[Raw records]
——
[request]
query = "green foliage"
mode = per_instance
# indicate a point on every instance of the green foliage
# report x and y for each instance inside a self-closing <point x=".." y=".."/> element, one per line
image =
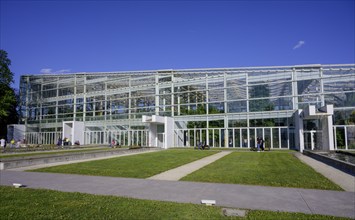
<point x="258" y="105"/>
<point x="26" y="203"/>
<point x="8" y="98"/>
<point x="132" y="166"/>
<point x="280" y="169"/>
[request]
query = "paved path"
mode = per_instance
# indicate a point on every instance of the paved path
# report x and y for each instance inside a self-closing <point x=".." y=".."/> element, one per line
<point x="81" y="160"/>
<point x="308" y="201"/>
<point x="344" y="180"/>
<point x="226" y="195"/>
<point x="180" y="172"/>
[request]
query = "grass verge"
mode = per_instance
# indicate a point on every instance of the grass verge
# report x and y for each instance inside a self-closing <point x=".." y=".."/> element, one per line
<point x="136" y="166"/>
<point x="26" y="203"/>
<point x="280" y="169"/>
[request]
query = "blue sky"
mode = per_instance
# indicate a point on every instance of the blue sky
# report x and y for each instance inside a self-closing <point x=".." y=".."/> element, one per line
<point x="100" y="36"/>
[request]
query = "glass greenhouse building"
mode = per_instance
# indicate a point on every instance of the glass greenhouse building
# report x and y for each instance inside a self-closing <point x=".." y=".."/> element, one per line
<point x="291" y="107"/>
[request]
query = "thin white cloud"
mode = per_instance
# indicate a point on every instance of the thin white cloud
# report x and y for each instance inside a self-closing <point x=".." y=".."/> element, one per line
<point x="299" y="44"/>
<point x="45" y="71"/>
<point x="63" y="71"/>
<point x="49" y="71"/>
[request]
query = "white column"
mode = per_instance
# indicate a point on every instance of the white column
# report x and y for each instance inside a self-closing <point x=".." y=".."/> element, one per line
<point x="299" y="136"/>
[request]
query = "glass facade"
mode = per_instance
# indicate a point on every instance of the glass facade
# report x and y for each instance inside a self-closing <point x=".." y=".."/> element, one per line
<point x="221" y="107"/>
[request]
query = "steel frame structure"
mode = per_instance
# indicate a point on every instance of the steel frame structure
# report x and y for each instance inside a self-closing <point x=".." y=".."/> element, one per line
<point x="199" y="100"/>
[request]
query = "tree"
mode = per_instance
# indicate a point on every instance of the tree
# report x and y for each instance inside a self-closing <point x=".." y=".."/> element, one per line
<point x="8" y="98"/>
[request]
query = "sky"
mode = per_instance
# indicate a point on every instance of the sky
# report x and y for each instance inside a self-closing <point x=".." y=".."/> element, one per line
<point x="62" y="36"/>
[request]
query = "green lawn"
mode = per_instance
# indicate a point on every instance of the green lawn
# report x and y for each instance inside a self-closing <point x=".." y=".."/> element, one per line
<point x="264" y="168"/>
<point x="136" y="166"/>
<point x="27" y="203"/>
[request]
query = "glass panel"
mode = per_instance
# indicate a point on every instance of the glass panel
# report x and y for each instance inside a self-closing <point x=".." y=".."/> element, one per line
<point x="275" y="137"/>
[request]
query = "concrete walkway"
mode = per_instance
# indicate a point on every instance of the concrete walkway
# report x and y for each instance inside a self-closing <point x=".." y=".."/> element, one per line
<point x="307" y="201"/>
<point x="344" y="180"/>
<point x="226" y="195"/>
<point x="180" y="172"/>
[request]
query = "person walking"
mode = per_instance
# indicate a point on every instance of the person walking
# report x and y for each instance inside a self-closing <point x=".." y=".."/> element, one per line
<point x="261" y="144"/>
<point x="2" y="143"/>
<point x="12" y="143"/>
<point x="258" y="144"/>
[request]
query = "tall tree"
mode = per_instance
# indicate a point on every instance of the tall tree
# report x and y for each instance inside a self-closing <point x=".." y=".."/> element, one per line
<point x="8" y="100"/>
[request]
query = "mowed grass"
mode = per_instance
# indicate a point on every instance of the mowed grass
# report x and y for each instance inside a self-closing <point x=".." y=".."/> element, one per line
<point x="280" y="169"/>
<point x="25" y="203"/>
<point x="135" y="166"/>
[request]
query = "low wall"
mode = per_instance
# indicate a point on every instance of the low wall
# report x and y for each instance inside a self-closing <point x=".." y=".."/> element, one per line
<point x="338" y="164"/>
<point x="9" y="163"/>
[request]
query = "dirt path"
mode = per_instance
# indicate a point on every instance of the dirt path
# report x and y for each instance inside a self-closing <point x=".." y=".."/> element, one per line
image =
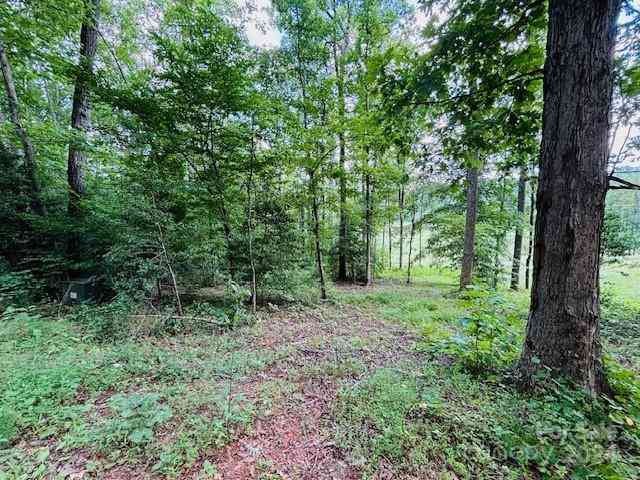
<point x="324" y="346"/>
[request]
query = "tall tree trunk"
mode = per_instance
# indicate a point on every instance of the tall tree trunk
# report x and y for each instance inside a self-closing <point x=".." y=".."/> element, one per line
<point x="466" y="272"/>
<point x="401" y="218"/>
<point x="497" y="266"/>
<point x="517" y="243"/>
<point x="76" y="162"/>
<point x="30" y="167"/>
<point x="390" y="240"/>
<point x="563" y="332"/>
<point x="420" y="233"/>
<point x="250" y="188"/>
<point x="532" y="207"/>
<point x="316" y="235"/>
<point x="343" y="239"/>
<point x="411" y="235"/>
<point x="368" y="231"/>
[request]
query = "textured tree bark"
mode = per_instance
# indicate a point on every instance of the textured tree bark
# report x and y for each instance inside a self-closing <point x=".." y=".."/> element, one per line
<point x="563" y="331"/>
<point x="343" y="239"/>
<point x="517" y="243"/>
<point x="466" y="273"/>
<point x="532" y="209"/>
<point x="497" y="264"/>
<point x="411" y="235"/>
<point x="316" y="235"/>
<point x="30" y="167"/>
<point x="368" y="231"/>
<point x="76" y="162"/>
<point x="390" y="239"/>
<point x="401" y="218"/>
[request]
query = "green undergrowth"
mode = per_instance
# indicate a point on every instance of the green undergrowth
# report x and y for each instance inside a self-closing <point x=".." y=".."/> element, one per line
<point x="458" y="413"/>
<point x="159" y="402"/>
<point x="439" y="422"/>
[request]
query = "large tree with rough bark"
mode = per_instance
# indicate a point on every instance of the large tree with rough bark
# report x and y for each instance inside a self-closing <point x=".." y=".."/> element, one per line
<point x="80" y="121"/>
<point x="563" y="328"/>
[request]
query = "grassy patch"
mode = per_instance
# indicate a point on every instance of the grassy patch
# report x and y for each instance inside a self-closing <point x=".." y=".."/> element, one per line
<point x="158" y="401"/>
<point x="442" y="423"/>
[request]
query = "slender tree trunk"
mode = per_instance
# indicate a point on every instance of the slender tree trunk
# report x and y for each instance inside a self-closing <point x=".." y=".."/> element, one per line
<point x="532" y="206"/>
<point x="30" y="167"/>
<point x="368" y="231"/>
<point x="411" y="235"/>
<point x="401" y="218"/>
<point x="420" y="234"/>
<point x="517" y="243"/>
<point x="497" y="266"/>
<point x="80" y="121"/>
<point x="252" y="264"/>
<point x="316" y="235"/>
<point x="390" y="239"/>
<point x="563" y="332"/>
<point x="466" y="273"/>
<point x="343" y="239"/>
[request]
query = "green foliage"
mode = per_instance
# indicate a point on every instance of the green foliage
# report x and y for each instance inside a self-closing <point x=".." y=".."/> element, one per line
<point x="619" y="238"/>
<point x="19" y="288"/>
<point x="450" y="422"/>
<point x="106" y="322"/>
<point x="490" y="334"/>
<point x="135" y="418"/>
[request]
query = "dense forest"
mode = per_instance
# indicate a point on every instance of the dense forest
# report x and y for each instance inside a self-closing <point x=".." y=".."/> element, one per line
<point x="398" y="240"/>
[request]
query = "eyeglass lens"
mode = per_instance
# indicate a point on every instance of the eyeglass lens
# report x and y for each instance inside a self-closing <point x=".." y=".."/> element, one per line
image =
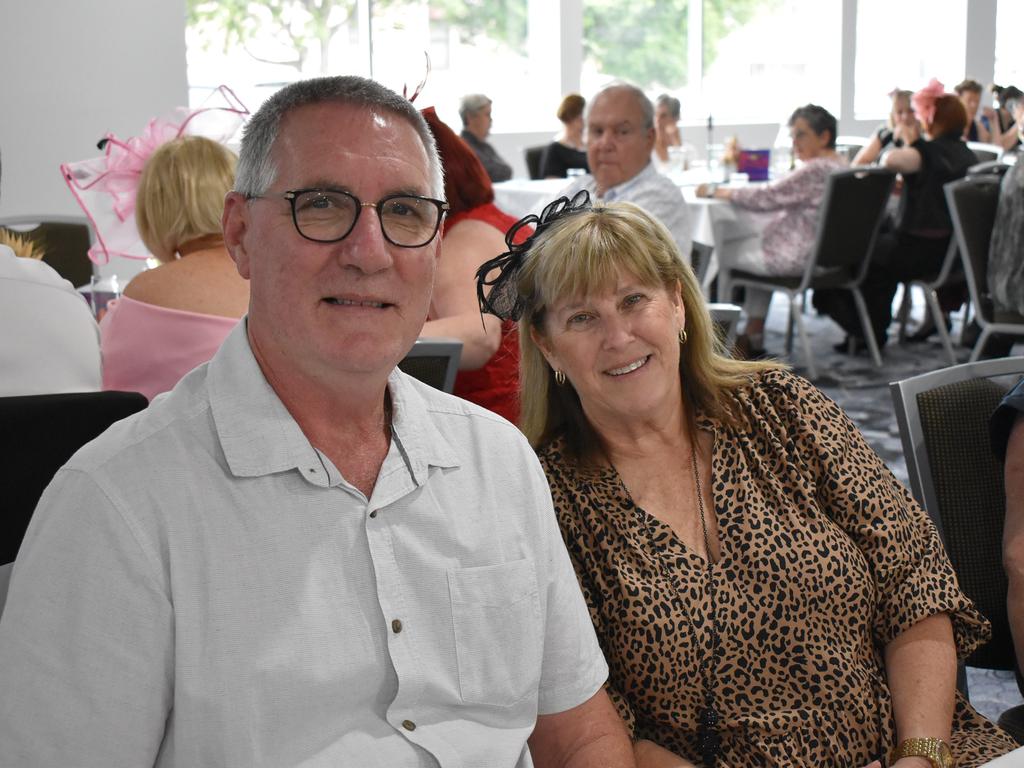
——
Problem description: Please state how many lines of the listing above contain the string "greenhouse", with case counting. Give only the number.

Written answer: 2